EXERCISE DESCRIPTION
In the records below, starting with the first line and going through the line with "x=47, y=125", substitute "stone outcrop" for every occurrence of "rock outcrop" and leave everything else unchanged. Reproduce only those lines, and leave the pictures out.

*** MATERIAL TO PROCESS

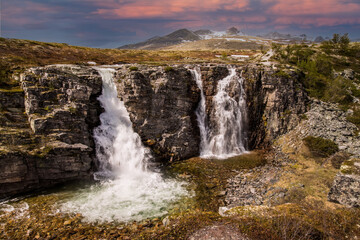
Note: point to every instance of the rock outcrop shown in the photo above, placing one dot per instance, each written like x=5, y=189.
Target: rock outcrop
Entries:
x=50, y=124
x=162, y=103
x=346, y=187
x=276, y=101
x=47, y=125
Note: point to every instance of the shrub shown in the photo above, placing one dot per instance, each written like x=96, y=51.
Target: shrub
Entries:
x=320, y=146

******

SOLUTION FOR THIS TASK
Note: point to every instance of the stone outcrop shown in the photo above, placing one dot per instance, each written like x=5, y=189.
Target: stone outcrop
Entries:
x=50, y=124
x=162, y=103
x=346, y=187
x=276, y=101
x=47, y=125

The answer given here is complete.